What the task asks
Pick out each line in the items below that contains the word "blue" and copy those lines in full.

Data records

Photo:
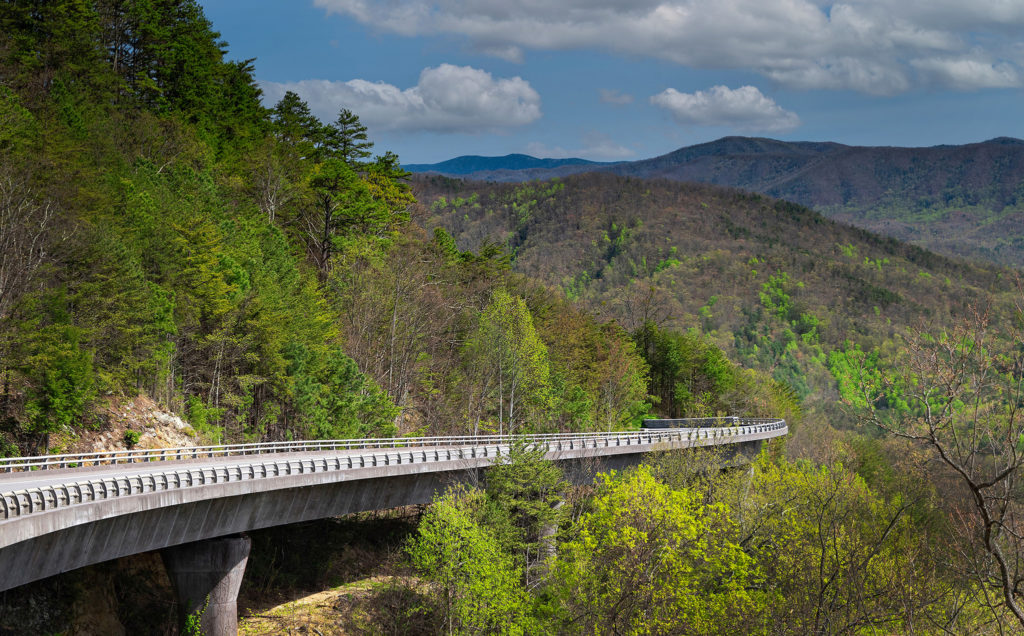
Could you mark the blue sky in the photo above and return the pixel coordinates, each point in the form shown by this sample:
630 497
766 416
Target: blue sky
630 79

Response to the task
Could you mark the blue sky in the photo above and return the pixel coordinates, each point in the form shown by this sample:
Target: blue sky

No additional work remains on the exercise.